Data extracted from a collection:
══════════

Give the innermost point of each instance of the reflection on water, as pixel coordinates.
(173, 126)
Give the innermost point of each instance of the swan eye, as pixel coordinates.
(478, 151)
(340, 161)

══════════

Your instructions:
The full set of lines above should be retyped without a single change.

Solution to this task:
Give the innermost point of each instance of the reflection on water, as pixel coordinates.
(173, 126)
Give the innermost point of each instance of the swan eye, as pixel coordinates.
(478, 151)
(340, 161)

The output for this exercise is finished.